By Charred — On Oct 11, 2011

@SkyWhisperer - That’s good to hear that you found some help. What’s fascinating to me from the article is to discover that spinal nerves do more than manage nervous information transmitted from the spine.

They basically deliver all sorts of information from the body to the brain, regardless of where the external stimulus may exist.

I imagine that anyone who had suffered any sort of severe spinal nerve damage would be in a world of hurt. Imagine touching a hot stove and not feeling the sensation of pain because your nervous system didn’t function properly, or not being able to tell the difference between smooth and rough surfaces which could potentially scratch you in some way.

I think it’s worth it to take care of any nerve pain, regardless of where it originates, before it becomes something worse.

By SkyWhisperer — On Oct 10, 2011

One of the worst kinds of spinal nerves pain is what is commonly known as pinched nerves. I think the medical term is nerve entrapment.

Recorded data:
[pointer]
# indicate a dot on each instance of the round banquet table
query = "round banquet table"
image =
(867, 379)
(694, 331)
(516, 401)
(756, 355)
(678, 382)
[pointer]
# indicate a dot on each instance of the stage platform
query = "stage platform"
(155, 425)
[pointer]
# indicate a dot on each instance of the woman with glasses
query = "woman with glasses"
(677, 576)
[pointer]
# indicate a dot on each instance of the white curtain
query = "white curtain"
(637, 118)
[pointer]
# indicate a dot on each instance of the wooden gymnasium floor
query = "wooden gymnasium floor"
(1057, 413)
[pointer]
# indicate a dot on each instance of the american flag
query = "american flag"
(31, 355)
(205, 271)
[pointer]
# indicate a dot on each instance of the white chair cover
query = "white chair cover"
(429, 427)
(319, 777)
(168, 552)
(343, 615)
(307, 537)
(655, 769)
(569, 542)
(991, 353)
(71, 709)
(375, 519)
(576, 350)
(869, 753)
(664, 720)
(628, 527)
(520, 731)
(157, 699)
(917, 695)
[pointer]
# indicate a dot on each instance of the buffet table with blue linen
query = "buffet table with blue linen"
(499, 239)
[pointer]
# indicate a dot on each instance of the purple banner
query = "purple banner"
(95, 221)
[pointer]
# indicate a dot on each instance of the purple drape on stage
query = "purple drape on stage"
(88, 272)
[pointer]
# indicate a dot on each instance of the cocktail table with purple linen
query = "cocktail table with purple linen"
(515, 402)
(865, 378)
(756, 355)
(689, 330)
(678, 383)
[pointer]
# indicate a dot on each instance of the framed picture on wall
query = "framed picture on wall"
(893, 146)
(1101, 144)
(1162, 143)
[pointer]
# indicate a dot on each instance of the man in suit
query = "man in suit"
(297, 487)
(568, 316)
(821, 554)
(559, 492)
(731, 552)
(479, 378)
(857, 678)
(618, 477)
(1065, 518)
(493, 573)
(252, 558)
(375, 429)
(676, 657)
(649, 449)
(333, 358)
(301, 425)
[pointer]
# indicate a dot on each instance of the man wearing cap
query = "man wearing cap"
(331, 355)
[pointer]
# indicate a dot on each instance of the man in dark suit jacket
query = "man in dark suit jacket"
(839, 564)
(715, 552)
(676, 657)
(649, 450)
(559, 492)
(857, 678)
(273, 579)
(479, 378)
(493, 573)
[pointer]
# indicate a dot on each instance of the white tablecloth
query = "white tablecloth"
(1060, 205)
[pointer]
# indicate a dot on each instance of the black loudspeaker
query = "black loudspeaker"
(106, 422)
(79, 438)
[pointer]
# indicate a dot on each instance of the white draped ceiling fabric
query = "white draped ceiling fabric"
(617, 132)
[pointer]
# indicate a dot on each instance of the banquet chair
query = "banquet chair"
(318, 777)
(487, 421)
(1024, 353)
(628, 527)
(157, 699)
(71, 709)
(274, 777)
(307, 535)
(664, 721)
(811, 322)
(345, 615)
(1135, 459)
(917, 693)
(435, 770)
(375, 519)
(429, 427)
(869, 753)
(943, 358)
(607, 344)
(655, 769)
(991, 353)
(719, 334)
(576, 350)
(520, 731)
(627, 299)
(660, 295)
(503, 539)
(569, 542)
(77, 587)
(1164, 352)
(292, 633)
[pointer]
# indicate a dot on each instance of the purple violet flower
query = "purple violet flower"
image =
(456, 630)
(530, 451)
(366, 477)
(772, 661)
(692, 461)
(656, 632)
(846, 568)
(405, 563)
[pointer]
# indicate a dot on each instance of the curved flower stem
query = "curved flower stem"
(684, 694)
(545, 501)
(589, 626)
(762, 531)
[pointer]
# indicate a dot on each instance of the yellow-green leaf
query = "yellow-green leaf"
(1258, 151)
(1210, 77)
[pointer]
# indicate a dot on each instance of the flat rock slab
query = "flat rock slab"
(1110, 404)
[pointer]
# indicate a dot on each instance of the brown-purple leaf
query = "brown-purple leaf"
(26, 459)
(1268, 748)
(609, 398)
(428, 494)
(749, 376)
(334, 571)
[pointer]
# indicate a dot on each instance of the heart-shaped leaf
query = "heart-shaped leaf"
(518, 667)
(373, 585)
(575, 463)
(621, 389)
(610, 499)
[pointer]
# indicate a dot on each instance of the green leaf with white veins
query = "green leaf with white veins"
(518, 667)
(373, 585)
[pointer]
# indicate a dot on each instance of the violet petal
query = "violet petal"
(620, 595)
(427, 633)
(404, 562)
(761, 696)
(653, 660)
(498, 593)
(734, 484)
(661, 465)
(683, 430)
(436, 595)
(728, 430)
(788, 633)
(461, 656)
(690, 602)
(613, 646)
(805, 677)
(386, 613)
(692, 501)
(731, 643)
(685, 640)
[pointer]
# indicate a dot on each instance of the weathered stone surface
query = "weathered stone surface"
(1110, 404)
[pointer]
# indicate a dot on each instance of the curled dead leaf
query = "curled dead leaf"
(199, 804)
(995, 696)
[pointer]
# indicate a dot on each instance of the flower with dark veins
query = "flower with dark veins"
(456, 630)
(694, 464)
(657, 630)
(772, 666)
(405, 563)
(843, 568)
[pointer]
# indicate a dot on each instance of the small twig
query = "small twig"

• Required action A:
List every phrase in the spinal nerve comments that names a nerve ailment and contains the word "nerve" or "nerves."
• Required action B:
Resume the spinal nerve comments at the point where the text stops.
This data was drawn from a separate source, not from the spinal nerve comments.

• Task result A:
spinal nerve damage; nerve pain; spinal nerves pain; pinched nerves; nerve entrapment

• Task result B:
I know, because I’ve suffered from this condition for years. I believe that it was the result of poor ergonomic posture as I spent many hours in front of my computer, sometimes hunched as I typed on my keyboard. I am a programmer by trade.

Finally I had to go to a chiropractor and he did some adjustments on my neck and back, which helped a lot. In a worst case scenario I would have needed surgery, assuming it was a herniated disc or something like that.

I prefer the non surgical treatments however. I’ve also iced the affected area and that seems to have helped as well, along with correcting my posture.